» WHAT TO WORK ON
Please pick out every line below that contains the string "jersey", and copy each one in full. Case counts.

» THE INPUT

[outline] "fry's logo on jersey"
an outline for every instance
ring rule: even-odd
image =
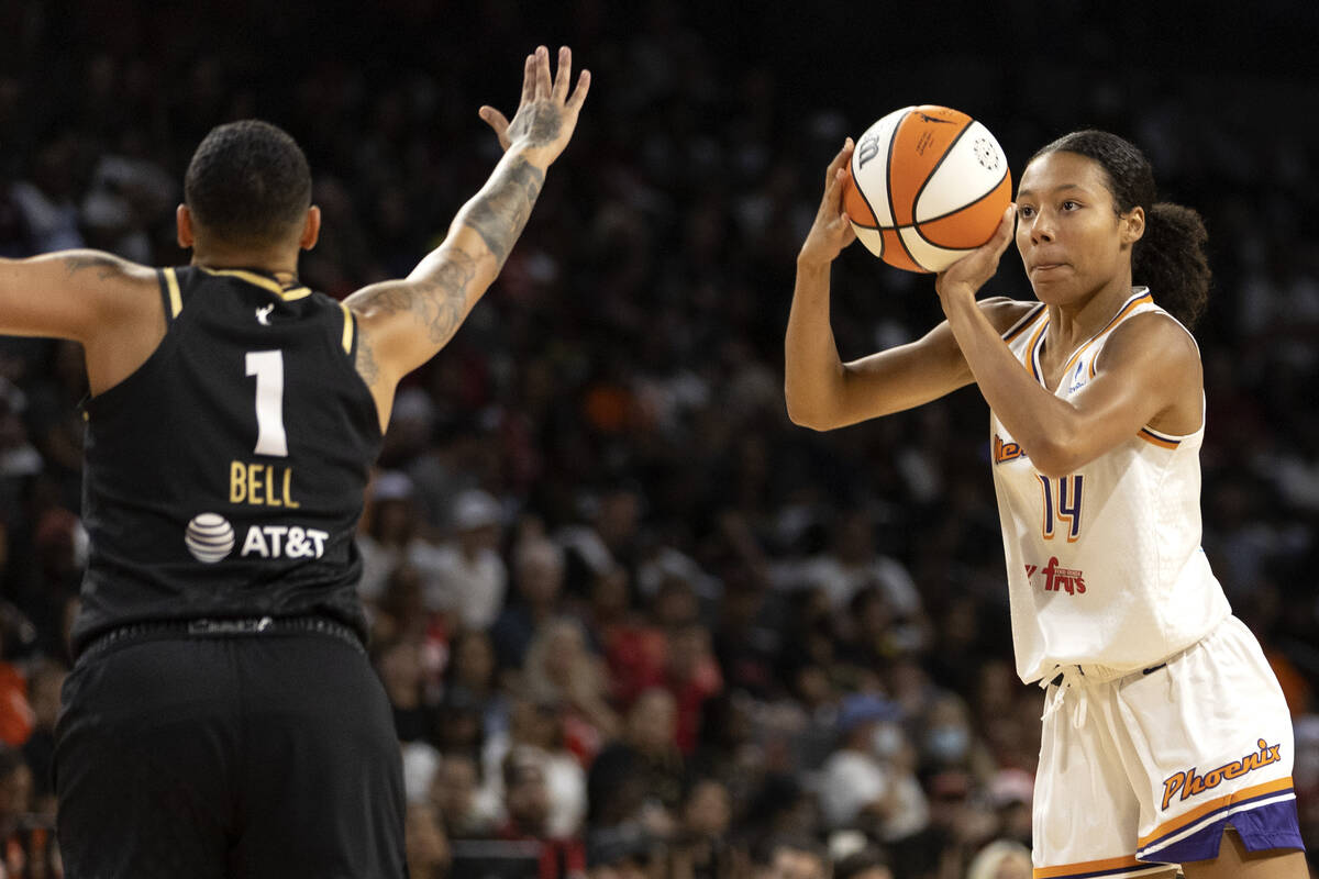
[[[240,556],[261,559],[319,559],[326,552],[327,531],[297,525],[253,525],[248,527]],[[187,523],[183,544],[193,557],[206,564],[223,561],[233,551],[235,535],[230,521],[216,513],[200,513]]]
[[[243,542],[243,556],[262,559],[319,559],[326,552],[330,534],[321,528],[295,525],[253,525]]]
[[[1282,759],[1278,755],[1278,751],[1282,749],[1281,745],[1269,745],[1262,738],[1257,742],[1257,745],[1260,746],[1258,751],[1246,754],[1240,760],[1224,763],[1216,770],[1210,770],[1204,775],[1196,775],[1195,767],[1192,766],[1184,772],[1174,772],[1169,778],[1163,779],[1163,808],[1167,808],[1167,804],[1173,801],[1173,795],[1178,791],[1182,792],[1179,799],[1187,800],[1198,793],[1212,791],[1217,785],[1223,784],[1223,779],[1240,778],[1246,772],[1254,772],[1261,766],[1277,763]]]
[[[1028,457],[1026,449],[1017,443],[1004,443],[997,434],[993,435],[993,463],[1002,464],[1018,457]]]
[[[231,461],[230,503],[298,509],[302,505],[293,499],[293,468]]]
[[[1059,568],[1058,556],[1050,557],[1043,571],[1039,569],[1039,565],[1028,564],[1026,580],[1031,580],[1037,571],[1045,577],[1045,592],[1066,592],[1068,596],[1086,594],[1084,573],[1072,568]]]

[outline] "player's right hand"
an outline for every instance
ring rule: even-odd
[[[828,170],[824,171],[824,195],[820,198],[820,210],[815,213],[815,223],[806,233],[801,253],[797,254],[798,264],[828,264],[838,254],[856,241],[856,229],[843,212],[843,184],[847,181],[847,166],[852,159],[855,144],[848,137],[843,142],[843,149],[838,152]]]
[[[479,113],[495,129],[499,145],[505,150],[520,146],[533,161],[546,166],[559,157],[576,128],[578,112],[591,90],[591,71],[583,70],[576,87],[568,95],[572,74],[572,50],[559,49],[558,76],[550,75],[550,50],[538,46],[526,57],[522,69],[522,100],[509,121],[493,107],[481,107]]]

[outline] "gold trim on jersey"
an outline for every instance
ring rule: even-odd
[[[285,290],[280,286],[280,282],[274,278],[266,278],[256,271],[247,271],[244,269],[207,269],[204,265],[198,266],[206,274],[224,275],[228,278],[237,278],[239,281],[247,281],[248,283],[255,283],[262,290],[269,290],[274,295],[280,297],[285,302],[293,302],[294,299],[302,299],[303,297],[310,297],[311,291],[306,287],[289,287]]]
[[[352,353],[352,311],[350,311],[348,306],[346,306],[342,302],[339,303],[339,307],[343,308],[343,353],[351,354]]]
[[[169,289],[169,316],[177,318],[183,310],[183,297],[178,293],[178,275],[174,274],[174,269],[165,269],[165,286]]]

» REPLY
[outline] "fry's logo on jersey"
[outline] "gold trim on jersey"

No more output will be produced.